INSTRUCTIONS TO FOLLOW:
Filter the items below, copying out every line that contains the word "black".

Point labeling items

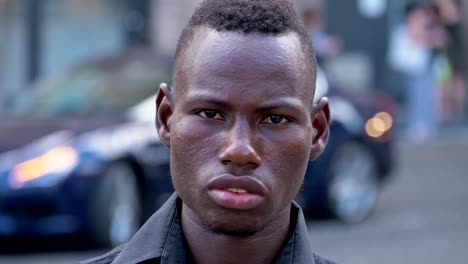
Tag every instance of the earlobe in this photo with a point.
(321, 127)
(164, 110)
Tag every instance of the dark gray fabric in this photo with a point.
(160, 240)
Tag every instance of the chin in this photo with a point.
(233, 226)
(234, 231)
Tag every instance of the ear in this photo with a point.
(164, 110)
(321, 127)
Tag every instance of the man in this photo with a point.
(411, 57)
(241, 125)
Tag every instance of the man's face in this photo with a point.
(240, 128)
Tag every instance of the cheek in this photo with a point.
(190, 152)
(289, 158)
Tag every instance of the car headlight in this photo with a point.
(379, 124)
(57, 161)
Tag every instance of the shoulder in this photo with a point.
(320, 260)
(106, 258)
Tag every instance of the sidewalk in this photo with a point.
(449, 134)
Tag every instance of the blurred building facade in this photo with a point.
(71, 31)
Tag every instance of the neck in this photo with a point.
(210, 247)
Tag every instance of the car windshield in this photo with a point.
(92, 90)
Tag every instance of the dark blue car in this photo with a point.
(81, 154)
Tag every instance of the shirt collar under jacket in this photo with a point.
(160, 240)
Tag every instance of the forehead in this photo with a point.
(215, 57)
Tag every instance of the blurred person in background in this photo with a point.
(452, 88)
(241, 125)
(326, 46)
(411, 55)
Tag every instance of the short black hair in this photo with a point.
(270, 17)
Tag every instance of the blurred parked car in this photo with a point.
(345, 181)
(82, 154)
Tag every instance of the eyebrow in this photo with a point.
(273, 104)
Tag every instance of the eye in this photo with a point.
(211, 114)
(275, 119)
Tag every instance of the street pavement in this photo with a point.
(422, 216)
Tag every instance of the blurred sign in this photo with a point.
(372, 8)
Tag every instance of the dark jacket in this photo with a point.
(161, 240)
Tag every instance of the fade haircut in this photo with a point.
(269, 17)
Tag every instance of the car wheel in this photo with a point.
(353, 185)
(116, 207)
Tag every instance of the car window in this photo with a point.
(93, 90)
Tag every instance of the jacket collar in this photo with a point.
(161, 237)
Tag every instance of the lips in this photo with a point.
(236, 192)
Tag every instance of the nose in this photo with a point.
(239, 148)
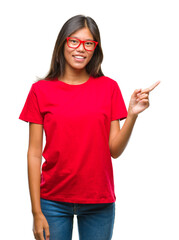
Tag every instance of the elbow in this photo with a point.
(116, 154)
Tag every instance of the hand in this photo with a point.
(40, 223)
(140, 100)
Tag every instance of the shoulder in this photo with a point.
(41, 84)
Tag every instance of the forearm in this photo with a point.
(122, 137)
(34, 164)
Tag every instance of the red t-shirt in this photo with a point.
(76, 120)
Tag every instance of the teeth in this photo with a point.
(78, 57)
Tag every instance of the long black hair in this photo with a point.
(75, 23)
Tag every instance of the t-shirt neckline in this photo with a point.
(73, 85)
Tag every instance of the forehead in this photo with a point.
(83, 34)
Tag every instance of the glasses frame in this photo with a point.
(80, 41)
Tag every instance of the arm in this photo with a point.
(118, 139)
(34, 157)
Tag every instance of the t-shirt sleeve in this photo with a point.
(118, 108)
(31, 111)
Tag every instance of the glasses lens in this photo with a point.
(73, 42)
(89, 45)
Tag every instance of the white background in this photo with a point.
(140, 41)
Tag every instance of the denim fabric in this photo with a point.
(95, 221)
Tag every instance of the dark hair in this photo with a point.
(58, 60)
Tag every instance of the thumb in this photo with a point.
(47, 233)
(136, 92)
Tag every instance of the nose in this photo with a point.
(81, 47)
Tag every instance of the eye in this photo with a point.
(73, 41)
(89, 43)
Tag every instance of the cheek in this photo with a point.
(90, 55)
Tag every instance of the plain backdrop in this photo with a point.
(140, 44)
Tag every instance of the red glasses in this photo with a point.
(88, 45)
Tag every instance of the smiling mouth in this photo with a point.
(79, 57)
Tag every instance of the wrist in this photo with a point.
(132, 115)
(36, 213)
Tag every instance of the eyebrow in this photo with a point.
(85, 39)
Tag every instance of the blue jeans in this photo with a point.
(95, 221)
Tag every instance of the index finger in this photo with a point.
(147, 90)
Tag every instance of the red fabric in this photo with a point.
(76, 120)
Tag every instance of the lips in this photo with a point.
(79, 57)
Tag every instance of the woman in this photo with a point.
(79, 109)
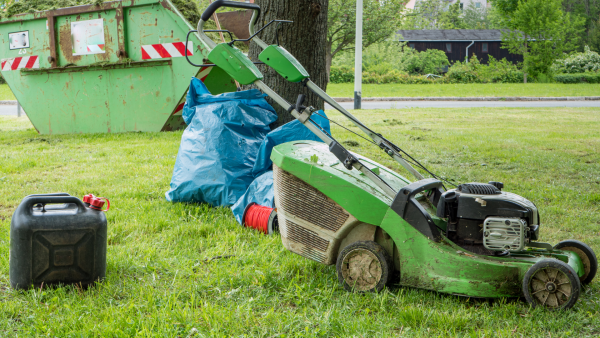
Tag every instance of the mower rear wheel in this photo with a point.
(552, 284)
(364, 267)
(587, 256)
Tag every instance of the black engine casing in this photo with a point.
(470, 204)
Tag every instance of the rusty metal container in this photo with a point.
(116, 67)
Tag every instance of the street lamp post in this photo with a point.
(358, 57)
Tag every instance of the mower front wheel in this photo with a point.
(587, 256)
(552, 284)
(364, 266)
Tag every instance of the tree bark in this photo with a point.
(306, 39)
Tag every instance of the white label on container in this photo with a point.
(19, 40)
(88, 37)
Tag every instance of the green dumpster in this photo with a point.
(115, 67)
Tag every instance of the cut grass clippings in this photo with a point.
(162, 279)
(466, 90)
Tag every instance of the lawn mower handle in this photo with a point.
(212, 8)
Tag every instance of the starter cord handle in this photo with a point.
(212, 8)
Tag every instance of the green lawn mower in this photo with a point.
(338, 207)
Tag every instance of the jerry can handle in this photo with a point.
(29, 202)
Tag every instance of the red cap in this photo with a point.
(88, 198)
(97, 203)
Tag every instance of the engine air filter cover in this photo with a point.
(479, 189)
(503, 233)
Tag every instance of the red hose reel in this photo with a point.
(263, 219)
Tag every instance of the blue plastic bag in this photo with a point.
(291, 131)
(219, 146)
(260, 192)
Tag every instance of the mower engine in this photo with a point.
(485, 220)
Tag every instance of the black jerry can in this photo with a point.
(56, 239)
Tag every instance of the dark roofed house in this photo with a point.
(481, 42)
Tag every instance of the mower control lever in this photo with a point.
(299, 107)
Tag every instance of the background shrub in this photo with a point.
(578, 78)
(588, 61)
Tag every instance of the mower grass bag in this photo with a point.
(219, 146)
(261, 190)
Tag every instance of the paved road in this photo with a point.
(469, 104)
(12, 110)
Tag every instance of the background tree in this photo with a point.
(381, 20)
(306, 39)
(540, 31)
(588, 10)
(452, 18)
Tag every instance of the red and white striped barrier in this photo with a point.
(204, 72)
(29, 62)
(166, 50)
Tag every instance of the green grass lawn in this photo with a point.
(162, 282)
(6, 93)
(466, 90)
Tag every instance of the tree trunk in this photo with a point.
(306, 39)
(328, 60)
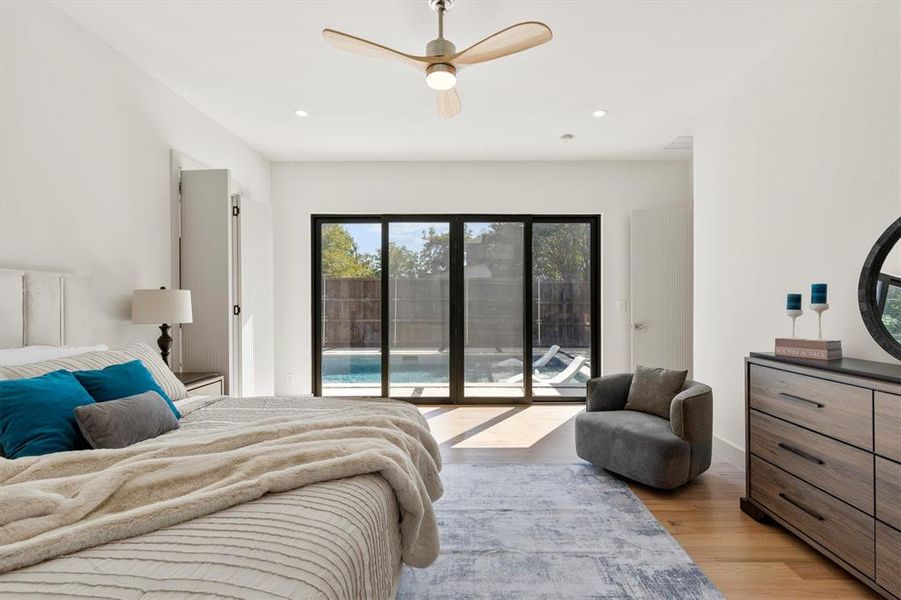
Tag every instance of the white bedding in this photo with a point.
(338, 539)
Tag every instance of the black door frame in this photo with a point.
(456, 282)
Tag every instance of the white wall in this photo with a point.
(611, 189)
(796, 173)
(84, 167)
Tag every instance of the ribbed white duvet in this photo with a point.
(337, 539)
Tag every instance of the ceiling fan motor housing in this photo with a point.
(440, 47)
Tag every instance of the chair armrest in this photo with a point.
(607, 393)
(691, 414)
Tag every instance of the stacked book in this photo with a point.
(813, 349)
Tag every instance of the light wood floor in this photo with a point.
(745, 559)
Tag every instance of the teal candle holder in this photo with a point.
(793, 309)
(818, 304)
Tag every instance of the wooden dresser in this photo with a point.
(824, 459)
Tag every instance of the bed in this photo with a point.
(334, 538)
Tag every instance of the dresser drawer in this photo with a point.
(844, 530)
(888, 491)
(842, 411)
(842, 470)
(888, 425)
(888, 558)
(210, 389)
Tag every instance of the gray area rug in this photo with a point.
(516, 531)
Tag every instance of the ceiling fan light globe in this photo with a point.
(441, 77)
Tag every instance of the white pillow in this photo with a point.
(166, 379)
(11, 357)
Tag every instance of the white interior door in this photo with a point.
(661, 288)
(207, 263)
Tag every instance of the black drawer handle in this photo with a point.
(813, 514)
(800, 399)
(801, 453)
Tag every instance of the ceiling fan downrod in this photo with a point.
(440, 46)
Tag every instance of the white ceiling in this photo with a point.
(248, 65)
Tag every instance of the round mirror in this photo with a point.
(879, 291)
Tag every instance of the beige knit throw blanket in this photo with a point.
(60, 503)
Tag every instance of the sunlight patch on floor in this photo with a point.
(461, 419)
(523, 429)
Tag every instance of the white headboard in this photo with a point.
(43, 308)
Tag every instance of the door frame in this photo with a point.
(456, 385)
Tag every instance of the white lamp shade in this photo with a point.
(161, 306)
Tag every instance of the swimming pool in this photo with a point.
(432, 368)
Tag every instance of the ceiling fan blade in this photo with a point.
(511, 40)
(449, 105)
(350, 43)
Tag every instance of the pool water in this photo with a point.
(427, 369)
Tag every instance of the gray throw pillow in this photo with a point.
(126, 421)
(652, 390)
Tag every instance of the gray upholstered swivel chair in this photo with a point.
(649, 449)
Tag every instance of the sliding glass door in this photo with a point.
(419, 309)
(350, 299)
(493, 338)
(462, 308)
(561, 308)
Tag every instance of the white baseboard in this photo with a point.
(726, 451)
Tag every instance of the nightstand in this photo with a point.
(202, 384)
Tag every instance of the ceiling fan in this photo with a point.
(442, 61)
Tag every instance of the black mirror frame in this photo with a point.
(866, 289)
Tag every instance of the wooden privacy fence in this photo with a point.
(418, 313)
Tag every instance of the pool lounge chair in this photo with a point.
(560, 378)
(542, 361)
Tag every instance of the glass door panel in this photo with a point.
(419, 309)
(493, 309)
(351, 305)
(561, 308)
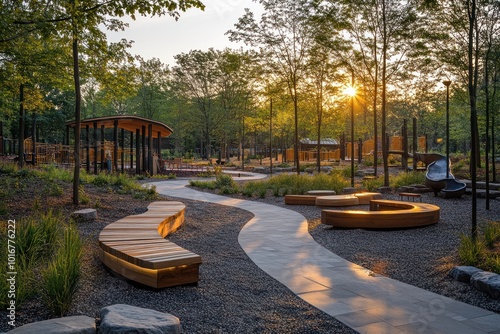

FINAL ANSWER:
Tag every instance of the short black hair in this photo with a point.
Tag every instance of the long black hair in this photo with a point.
Tag every instance of the black engine casing in this photo with a point.
Tag every instance of the black jerry can in this photo with a point.
Tag every instance of the black door frame in this photo with a point.
Tag every instance of the black drawer handle in this photo with a point.
Tag every instance of the black mirror frame in this photo with a point.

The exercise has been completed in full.